■ WRITTEN REQUEST ■
Transcribe the entries verbatim, starting at the line that contains "of the shoreline" and stopping after the final line of the entries.

■ DATA LINES ■
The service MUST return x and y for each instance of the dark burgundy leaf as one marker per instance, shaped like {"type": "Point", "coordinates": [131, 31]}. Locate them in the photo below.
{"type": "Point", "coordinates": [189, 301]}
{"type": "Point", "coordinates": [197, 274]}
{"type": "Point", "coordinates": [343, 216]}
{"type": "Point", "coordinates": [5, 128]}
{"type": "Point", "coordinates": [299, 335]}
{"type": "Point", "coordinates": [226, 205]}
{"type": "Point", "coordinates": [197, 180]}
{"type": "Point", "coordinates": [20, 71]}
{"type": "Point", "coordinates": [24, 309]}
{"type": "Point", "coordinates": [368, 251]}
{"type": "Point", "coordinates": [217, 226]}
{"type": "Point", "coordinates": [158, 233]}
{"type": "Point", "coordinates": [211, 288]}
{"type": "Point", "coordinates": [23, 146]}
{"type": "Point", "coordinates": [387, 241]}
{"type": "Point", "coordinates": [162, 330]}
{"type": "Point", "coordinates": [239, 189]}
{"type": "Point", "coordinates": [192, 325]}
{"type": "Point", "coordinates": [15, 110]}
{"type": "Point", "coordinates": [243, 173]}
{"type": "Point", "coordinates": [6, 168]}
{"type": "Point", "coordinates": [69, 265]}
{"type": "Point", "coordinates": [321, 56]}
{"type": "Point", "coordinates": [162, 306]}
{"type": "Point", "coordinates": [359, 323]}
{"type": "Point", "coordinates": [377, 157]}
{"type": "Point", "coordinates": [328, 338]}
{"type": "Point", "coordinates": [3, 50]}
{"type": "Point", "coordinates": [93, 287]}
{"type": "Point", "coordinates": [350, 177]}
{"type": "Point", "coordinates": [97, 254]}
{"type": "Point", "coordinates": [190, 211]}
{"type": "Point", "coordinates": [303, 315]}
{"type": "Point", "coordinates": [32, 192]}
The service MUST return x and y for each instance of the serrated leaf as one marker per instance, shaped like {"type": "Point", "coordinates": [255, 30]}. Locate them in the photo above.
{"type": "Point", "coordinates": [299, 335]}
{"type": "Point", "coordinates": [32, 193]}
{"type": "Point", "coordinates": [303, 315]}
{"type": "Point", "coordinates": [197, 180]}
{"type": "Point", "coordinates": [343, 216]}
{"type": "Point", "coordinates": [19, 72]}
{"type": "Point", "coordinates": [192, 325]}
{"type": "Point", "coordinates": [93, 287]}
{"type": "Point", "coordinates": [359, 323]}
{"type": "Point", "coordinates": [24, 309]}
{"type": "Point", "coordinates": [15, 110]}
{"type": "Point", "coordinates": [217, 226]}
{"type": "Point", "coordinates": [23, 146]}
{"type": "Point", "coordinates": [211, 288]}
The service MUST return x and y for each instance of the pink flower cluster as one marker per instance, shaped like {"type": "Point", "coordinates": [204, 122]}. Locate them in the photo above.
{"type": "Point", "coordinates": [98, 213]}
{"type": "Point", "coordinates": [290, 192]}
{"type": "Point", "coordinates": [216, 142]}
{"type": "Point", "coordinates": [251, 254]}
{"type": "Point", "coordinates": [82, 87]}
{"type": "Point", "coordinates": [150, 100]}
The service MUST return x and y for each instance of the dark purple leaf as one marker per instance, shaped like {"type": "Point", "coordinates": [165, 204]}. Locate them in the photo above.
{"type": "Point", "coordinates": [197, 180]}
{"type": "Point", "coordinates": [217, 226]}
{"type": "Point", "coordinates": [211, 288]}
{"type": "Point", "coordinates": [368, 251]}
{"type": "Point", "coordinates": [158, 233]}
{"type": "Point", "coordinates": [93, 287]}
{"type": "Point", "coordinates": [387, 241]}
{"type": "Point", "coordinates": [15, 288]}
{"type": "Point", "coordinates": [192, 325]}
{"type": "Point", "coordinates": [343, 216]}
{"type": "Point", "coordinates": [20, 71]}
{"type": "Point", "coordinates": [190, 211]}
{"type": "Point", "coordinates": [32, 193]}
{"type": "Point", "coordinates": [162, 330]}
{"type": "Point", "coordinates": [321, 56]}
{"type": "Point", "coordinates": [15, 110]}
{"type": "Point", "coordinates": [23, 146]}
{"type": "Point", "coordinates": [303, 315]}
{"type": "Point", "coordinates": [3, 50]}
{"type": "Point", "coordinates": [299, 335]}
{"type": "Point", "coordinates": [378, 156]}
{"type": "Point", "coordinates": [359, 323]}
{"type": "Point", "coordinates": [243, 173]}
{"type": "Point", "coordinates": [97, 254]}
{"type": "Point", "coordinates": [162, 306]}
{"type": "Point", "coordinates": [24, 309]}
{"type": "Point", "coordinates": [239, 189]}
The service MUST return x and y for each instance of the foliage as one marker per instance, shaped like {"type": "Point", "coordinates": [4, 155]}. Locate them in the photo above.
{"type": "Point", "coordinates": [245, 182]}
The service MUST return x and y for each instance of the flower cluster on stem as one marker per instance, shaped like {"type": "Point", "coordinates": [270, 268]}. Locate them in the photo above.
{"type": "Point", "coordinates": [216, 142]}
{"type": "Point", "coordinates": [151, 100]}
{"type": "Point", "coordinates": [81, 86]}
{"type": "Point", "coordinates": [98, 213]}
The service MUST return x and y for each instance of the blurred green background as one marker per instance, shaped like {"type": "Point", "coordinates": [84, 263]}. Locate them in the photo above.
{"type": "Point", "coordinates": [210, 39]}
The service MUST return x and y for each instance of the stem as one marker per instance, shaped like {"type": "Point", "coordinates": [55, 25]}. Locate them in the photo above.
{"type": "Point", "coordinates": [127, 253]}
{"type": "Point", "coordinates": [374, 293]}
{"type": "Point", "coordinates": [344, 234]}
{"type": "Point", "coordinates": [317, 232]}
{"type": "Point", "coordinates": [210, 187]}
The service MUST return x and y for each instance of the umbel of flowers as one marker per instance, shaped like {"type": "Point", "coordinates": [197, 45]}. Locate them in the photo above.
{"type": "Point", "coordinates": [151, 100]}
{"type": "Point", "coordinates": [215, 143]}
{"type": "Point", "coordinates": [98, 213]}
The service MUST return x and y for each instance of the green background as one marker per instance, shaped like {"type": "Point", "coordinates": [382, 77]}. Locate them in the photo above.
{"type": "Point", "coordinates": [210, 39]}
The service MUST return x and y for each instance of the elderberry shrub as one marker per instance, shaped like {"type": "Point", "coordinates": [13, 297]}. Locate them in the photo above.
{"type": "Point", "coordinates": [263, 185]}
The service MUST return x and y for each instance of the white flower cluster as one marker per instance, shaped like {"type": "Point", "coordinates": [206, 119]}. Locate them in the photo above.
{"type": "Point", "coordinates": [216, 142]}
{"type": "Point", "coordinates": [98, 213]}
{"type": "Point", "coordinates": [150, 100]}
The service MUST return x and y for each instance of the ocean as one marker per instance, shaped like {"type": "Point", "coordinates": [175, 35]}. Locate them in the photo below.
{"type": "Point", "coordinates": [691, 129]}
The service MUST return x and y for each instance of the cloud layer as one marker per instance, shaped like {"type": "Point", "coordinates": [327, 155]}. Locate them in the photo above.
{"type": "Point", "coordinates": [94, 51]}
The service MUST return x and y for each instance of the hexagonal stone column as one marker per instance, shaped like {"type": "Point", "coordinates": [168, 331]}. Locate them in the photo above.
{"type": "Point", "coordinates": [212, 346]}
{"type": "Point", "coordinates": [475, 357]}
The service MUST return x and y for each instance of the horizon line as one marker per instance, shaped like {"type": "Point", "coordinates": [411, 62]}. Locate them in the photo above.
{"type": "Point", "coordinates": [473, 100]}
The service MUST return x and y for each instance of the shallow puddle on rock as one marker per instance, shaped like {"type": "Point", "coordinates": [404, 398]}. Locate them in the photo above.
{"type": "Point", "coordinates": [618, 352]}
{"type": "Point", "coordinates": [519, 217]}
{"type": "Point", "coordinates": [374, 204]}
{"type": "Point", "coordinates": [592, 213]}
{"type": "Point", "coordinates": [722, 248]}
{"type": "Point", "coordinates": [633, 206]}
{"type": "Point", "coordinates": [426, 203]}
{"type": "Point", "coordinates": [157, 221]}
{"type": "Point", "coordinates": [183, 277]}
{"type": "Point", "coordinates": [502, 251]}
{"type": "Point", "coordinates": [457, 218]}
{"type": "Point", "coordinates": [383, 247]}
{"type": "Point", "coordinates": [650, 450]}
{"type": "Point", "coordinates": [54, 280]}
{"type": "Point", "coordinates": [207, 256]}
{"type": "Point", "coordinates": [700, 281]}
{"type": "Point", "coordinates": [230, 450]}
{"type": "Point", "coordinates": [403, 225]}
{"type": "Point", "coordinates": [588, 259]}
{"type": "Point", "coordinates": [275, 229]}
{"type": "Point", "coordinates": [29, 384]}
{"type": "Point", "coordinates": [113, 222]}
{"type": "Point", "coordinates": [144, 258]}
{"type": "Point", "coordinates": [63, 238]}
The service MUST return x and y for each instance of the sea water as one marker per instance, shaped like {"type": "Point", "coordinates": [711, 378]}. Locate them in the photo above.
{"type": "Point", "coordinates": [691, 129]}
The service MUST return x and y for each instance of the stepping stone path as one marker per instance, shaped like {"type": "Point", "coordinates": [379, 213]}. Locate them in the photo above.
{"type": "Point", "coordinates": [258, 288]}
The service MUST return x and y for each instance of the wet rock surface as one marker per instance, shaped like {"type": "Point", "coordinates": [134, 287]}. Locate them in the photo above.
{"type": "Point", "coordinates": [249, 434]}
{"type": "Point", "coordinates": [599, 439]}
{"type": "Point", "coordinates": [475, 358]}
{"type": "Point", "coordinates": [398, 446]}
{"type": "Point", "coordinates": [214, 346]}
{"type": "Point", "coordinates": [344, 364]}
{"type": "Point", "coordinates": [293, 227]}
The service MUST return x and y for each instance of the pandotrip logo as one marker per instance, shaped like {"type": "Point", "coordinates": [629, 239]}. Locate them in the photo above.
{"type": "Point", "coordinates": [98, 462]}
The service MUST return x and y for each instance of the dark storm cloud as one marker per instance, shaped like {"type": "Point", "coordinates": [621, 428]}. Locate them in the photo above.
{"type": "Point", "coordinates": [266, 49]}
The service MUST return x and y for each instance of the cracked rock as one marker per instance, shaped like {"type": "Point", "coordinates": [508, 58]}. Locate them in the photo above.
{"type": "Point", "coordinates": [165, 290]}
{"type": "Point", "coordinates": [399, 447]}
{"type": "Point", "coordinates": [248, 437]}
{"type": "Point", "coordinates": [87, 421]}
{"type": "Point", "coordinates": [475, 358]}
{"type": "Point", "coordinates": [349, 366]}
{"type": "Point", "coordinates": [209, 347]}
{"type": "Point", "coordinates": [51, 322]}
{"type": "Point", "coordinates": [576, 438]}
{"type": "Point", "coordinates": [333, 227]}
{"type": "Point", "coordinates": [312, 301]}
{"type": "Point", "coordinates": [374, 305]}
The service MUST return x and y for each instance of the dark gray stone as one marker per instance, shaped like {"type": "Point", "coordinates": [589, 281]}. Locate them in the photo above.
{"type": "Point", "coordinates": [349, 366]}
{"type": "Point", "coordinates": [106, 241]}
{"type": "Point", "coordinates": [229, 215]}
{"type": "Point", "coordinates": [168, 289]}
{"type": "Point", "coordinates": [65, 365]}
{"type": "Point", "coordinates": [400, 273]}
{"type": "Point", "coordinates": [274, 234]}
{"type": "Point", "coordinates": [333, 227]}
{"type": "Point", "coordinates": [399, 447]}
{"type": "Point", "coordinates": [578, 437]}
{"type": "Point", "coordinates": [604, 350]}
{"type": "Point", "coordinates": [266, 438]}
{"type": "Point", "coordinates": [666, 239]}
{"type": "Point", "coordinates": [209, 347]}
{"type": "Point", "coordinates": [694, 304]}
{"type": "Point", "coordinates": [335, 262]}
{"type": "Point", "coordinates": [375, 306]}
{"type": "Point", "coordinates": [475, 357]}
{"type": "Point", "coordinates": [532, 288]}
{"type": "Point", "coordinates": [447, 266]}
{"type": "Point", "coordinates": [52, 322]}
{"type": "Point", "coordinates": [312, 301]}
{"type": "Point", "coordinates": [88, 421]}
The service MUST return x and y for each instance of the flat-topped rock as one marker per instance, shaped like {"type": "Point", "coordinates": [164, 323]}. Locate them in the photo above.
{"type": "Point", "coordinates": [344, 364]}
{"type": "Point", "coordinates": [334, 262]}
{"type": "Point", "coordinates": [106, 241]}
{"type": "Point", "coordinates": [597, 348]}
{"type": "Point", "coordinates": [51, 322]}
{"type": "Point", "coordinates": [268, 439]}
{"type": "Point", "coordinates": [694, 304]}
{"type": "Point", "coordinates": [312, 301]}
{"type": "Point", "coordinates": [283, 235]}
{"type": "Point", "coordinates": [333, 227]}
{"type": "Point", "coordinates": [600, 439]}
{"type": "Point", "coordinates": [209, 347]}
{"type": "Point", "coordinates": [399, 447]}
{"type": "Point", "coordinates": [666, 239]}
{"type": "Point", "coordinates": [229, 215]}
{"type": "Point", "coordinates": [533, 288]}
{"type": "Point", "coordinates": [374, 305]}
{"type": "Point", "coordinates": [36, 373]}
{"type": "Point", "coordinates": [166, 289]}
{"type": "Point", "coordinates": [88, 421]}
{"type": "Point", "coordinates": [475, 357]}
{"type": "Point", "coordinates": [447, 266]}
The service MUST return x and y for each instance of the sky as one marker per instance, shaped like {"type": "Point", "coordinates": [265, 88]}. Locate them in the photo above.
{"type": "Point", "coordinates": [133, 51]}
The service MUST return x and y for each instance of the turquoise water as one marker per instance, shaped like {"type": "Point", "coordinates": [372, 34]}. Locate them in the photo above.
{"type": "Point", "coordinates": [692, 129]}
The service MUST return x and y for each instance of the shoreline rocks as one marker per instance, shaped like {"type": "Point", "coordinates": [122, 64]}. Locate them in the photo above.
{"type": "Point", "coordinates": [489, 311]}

■ FINISHED ANSWER ■
The service MUST return x and y for each instance of the shoreline rocks as one marker per instance, shaped like {"type": "Point", "coordinates": [122, 64]}. Locate them in the photo above.
{"type": "Point", "coordinates": [489, 311]}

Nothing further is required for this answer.